**Description of the task**
All entries must be given again in full, exactly as they were supplied.

Point-per-instance localization data
□ □ □

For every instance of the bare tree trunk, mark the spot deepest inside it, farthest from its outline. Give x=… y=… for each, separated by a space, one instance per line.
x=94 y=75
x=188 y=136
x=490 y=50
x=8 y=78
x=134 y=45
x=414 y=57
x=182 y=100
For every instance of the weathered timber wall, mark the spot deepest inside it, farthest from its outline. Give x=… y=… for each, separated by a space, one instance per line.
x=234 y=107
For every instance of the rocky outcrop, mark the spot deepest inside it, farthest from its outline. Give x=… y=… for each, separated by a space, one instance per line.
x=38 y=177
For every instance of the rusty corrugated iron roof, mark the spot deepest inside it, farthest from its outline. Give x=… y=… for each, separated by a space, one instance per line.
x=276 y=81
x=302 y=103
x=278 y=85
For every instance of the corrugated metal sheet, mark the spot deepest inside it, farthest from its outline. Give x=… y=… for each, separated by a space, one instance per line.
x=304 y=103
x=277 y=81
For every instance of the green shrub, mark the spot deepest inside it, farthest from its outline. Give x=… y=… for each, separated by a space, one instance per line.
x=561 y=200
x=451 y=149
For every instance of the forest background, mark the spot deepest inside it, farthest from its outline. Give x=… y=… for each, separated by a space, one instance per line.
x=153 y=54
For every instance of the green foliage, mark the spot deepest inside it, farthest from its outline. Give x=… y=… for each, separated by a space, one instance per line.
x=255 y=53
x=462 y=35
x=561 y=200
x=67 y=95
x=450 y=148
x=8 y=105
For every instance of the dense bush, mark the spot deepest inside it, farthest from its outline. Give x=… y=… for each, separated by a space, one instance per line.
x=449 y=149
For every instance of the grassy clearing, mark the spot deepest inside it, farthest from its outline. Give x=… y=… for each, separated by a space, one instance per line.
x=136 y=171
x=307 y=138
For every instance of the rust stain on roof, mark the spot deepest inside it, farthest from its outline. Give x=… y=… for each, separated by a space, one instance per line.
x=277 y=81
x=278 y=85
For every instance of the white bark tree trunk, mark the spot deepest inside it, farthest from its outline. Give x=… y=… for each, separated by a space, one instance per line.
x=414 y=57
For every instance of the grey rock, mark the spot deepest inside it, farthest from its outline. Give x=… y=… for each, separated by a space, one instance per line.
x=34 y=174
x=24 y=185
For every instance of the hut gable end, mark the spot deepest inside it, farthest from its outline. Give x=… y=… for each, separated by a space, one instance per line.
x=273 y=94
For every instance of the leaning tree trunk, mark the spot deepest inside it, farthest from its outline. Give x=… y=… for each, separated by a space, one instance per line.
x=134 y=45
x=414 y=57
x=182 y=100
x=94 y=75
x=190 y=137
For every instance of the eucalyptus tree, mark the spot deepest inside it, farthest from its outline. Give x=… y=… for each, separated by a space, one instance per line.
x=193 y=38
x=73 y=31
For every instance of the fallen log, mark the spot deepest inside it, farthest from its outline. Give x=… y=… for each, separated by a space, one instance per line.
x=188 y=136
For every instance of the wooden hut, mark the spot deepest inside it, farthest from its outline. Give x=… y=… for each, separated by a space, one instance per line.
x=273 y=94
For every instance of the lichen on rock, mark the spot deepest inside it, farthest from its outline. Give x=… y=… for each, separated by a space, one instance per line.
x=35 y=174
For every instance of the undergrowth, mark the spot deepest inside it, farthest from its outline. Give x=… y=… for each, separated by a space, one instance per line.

□ □ □

**Solution**
For every instance of the bare tree trunk, mark the spot deepest inside it, farthest from its outline. Give x=… y=… for each, separated by a space, one instance per line.
x=94 y=75
x=188 y=136
x=490 y=50
x=8 y=78
x=134 y=45
x=414 y=57
x=182 y=100
For every instance of the weathered timber wall, mark the spot deepest inside it, farthest from its outline. Give x=… y=… for each, separated by a space, one instance per line.
x=234 y=107
For every instance of the rocky outcrop, mark the spot deepest inside it, farthest from its outline. Give x=… y=… for each, separated by a space, one instance per line.
x=38 y=177
For every instance of the rusty corrugated iron roof, mark the spot deepest inside it, farthest from its outline. Give x=… y=… for each, separated by a space, one instance per line.
x=276 y=81
x=302 y=103
x=278 y=85
For every instance of the corrugated metal sheet, mark the spot deepest inside it, farthest from its outline. Give x=… y=… for each, separated by a space, one instance per line.
x=304 y=103
x=277 y=81
For every instance of the green shrub, mark the spot deepest inside it, farthest from its outline. Give x=… y=… for each, separated by a space, one instance per line.
x=561 y=200
x=451 y=149
For every instance of the forest background, mark the spot deepest inside it, farthest from its outline. Give x=… y=… for each, separated by a space, one instance per line.
x=153 y=54
For every instance of the green foliage, mark the spot deepest inside it, farthest from its outline. Give x=… y=… for each, separated by a space, one instance per line.
x=255 y=53
x=462 y=35
x=561 y=200
x=67 y=95
x=450 y=148
x=8 y=105
For every instance of the dense bush, mark the spot deepest inside it, farthest from its outline. Give x=… y=… for each, separated by a space, one instance per line.
x=449 y=149
For every instance of the grassy clearing, mark the spot deepest inside it, farthest from its outline. Give x=… y=… for each, separated by a space, one instance per line.
x=136 y=171
x=307 y=138
For every instance of the rust stain on roof, mark the spot deepest inside it, farthest from its outline. Give x=… y=… for each, separated by a space, one instance per line.
x=277 y=81
x=278 y=85
For every instance of the white bark tree trunk, mark the spot deepest inside it, farthest from its outline. Give x=… y=… for each, separated by a space, one instance per line.
x=414 y=57
For every instance of the grey rock, mark the spot deepest inside it, farthest from its outline. Give x=… y=… for each, separated by a space, one instance per line.
x=34 y=174
x=24 y=185
For every instance of the hut gable end, mark the spot deepest inside it, farthest from its outline. Give x=… y=… for each, separated by a space, one instance per line.
x=273 y=94
For every instance of the leaning tree trunk, mark the spot deepest inside it, farthest from its outline. Give x=… y=… for each, separated by a space, one instance per line.
x=134 y=45
x=414 y=57
x=182 y=100
x=94 y=75
x=190 y=137
For every instance of the eucalyptus tree, mark the spot deepest inside it, farthest from its outline. Give x=… y=… for each, separated by a space, one instance per line.
x=193 y=38
x=73 y=31
For every instance of the fallen log, mark the spot deepest inside it, farthest from its outline. Give x=… y=… for each, separated by a space, one instance per line.
x=188 y=136
For every instance of the wooden hut, mark the spot deepest inside it, farthest from its outline. Give x=… y=… for each, separated by a space, one instance per line.
x=273 y=94
For every instance of the lichen on rock, mark the spot deepest inside it, farthest from its outline. Give x=… y=… for each, separated by a space, one instance per line.
x=35 y=174
For every instance of the undergrowth, mark the spot deepest inside it, farthest from its outline. Give x=… y=… for each, separated by a space, one instance per line.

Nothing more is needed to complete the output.